(Stored data entries)
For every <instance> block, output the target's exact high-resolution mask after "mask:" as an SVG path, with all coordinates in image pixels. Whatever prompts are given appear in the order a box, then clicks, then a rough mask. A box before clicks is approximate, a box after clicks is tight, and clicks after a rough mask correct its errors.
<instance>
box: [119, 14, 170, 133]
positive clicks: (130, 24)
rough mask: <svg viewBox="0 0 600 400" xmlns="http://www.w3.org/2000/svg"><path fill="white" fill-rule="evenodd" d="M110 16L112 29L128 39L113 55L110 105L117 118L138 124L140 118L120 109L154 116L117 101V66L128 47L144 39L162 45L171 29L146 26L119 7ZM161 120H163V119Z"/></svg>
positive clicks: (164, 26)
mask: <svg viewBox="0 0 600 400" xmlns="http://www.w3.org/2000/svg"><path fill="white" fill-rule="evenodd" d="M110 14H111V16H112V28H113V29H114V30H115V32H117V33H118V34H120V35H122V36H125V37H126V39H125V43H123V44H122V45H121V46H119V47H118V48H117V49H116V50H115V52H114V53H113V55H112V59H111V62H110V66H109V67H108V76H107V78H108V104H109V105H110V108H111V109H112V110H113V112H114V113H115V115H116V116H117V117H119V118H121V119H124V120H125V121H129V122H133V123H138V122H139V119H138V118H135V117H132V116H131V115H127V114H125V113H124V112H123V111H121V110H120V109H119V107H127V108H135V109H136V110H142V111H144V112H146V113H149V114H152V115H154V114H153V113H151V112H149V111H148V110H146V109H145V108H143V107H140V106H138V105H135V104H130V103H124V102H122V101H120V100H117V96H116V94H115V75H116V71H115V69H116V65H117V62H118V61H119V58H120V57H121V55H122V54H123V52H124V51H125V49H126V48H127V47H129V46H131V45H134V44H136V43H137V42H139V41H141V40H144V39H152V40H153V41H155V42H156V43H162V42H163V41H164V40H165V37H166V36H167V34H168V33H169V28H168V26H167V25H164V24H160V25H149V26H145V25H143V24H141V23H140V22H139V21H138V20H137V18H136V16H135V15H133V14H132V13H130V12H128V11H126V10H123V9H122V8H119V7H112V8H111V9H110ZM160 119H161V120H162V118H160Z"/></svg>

◆ EXERCISE ◆
Spot the lines above that mention "instance" and copy them.

◆ ANSWER BELOW ◆
For every <instance> block, output the target's exact high-resolution mask after "mask:" as an SVG path, with all coordinates in image pixels. Whatever prompts are given appear in the order a box, then clicks, then a rough mask. A box before clicks is approximate, a box after clicks is tight, and clicks after a rough mask correct its errors.
<instance>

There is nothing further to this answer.